EXERCISE BRIEF: Spot each line in the records below where the word "tube" occurs, then copy it.

##### DATA FOR PROCESSING #####

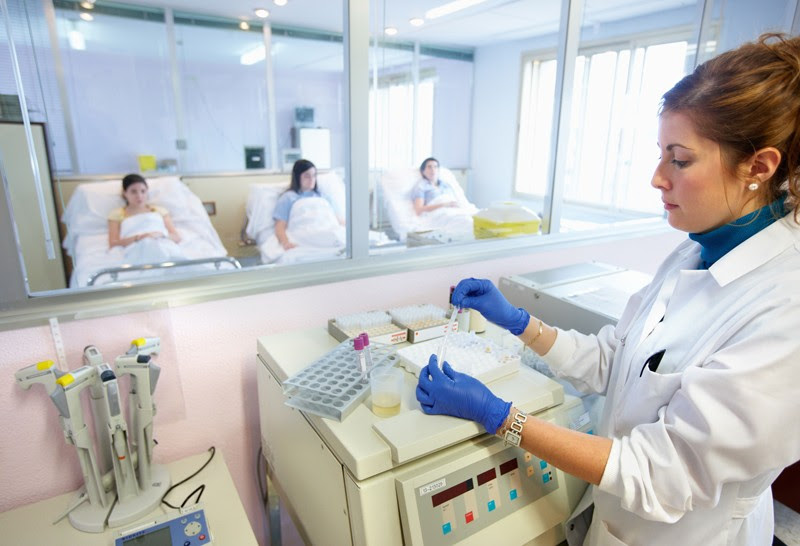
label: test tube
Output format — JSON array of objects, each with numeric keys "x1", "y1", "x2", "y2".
[
  {"x1": 353, "y1": 336, "x2": 367, "y2": 378},
  {"x1": 360, "y1": 333, "x2": 375, "y2": 372}
]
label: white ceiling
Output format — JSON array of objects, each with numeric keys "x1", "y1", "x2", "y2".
[{"x1": 107, "y1": 0, "x2": 697, "y2": 48}]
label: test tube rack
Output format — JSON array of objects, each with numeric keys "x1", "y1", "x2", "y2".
[
  {"x1": 283, "y1": 339, "x2": 399, "y2": 421},
  {"x1": 327, "y1": 310, "x2": 408, "y2": 345},
  {"x1": 388, "y1": 304, "x2": 453, "y2": 343},
  {"x1": 396, "y1": 332, "x2": 521, "y2": 384}
]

#####

TASK SOLUTION:
label: test tube
label: test tube rack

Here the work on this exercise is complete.